Below are the entries to work from; restate word for word the portion that opens with the line containing "Target: bag strap" and closes with the line containing "Where can the worker", keeping both.
START Data for the task
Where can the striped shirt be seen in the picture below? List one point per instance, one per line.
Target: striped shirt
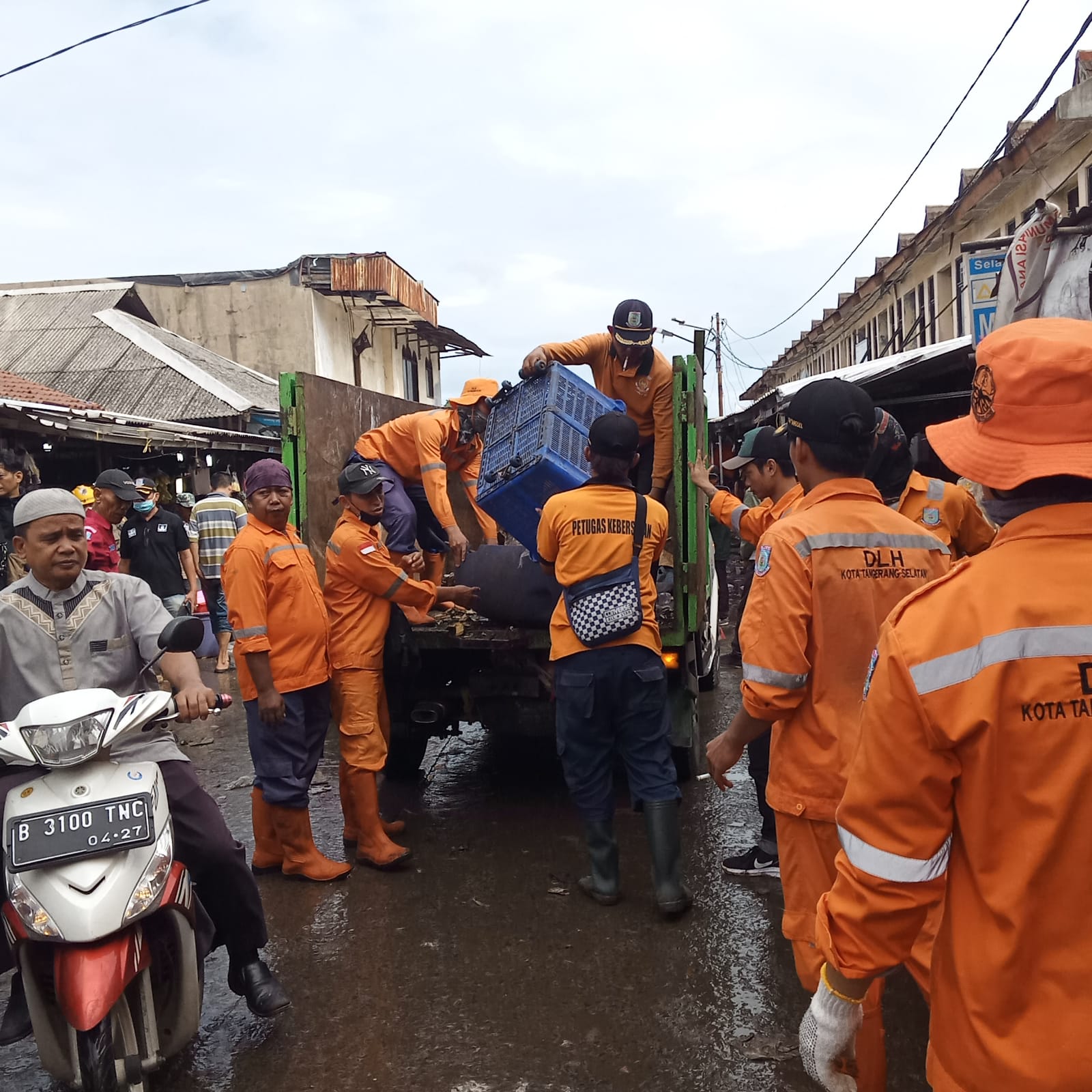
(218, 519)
END Data for the task
START Data for the task
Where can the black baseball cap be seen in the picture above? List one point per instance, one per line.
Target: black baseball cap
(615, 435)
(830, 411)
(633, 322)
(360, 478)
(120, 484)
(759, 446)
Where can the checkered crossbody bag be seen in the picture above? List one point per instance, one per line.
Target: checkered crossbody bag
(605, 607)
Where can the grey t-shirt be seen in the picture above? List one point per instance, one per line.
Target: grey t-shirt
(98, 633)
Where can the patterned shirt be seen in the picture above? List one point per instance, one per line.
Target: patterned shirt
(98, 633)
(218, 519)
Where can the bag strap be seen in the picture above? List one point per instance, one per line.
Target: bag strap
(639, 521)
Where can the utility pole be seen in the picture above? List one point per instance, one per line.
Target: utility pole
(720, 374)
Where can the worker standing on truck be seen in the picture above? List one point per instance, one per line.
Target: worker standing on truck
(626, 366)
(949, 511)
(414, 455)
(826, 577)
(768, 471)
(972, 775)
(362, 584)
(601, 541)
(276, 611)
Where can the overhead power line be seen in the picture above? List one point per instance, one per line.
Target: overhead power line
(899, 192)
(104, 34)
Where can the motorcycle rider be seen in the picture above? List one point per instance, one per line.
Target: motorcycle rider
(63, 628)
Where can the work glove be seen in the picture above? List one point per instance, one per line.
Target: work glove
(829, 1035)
END Data for the task
START Data for the task
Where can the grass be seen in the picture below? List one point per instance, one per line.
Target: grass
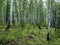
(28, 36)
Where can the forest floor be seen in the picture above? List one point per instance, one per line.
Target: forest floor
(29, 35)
END Data for the task
• Written response
Target: bag strap
(639, 521)
Where can the utility pole be seen in the picture above? List one point per instance, one per line.
Target: utility pole
(720, 374)
Where can the worker standing on truck be seen in the picture above? List one point per instance, one per line.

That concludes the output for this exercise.